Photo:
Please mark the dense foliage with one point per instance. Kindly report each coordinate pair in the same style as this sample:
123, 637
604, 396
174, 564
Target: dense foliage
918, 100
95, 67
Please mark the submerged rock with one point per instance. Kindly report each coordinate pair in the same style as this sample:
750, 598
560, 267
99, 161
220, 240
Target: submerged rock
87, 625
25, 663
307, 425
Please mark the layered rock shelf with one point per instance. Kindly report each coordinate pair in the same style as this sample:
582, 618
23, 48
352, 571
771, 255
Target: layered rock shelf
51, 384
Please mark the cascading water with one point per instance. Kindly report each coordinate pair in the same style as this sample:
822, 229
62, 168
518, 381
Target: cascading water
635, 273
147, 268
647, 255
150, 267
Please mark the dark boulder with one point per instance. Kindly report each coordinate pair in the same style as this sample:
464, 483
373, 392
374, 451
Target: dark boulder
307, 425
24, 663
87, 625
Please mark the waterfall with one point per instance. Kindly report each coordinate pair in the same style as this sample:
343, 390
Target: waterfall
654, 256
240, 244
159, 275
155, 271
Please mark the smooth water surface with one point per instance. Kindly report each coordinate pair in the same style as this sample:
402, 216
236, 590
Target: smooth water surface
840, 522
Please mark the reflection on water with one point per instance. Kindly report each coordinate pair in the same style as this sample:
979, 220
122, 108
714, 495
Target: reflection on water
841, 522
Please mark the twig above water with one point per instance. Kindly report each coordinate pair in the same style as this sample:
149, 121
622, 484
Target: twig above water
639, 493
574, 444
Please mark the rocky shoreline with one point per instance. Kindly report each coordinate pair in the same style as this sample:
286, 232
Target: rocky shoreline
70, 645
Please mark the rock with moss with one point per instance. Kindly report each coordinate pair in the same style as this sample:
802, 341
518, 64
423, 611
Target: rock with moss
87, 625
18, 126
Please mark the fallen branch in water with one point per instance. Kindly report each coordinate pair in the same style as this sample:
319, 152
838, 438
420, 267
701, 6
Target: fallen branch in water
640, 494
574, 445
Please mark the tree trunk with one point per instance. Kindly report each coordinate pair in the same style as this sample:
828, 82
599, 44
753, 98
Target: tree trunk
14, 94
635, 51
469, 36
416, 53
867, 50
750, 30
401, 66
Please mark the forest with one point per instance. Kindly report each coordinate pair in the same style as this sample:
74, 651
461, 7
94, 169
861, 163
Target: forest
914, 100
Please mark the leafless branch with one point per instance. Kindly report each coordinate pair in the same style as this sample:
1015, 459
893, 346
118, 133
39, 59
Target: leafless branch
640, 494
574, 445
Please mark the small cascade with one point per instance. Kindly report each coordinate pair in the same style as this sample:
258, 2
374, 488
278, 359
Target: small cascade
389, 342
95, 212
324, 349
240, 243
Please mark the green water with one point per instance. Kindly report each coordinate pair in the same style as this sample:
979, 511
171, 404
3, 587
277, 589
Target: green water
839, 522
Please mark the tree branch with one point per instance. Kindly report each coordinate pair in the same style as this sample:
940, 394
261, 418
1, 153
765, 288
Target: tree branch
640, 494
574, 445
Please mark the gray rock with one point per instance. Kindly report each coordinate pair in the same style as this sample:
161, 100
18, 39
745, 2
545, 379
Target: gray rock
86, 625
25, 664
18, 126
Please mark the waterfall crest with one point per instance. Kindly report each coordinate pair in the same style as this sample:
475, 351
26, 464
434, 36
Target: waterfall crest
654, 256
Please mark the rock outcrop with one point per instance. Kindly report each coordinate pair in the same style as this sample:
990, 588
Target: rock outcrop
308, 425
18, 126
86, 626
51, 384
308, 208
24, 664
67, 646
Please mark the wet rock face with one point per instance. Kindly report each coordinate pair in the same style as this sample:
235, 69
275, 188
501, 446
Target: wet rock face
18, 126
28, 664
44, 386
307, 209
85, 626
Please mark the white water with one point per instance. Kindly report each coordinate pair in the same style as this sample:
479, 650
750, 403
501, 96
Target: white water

══════════

◆ BRIEF ◆
Retype, exactly as written, each line from the one that has "Please mark the white" to the bottom of the entries above, and include both of those lines.

◆ EXERCISE ANSWER ◆
Please mark the white water with one point per instance. Kindly report each coordinate pair in the same style as this sample:
479, 650
750, 403
501, 96
Target: white water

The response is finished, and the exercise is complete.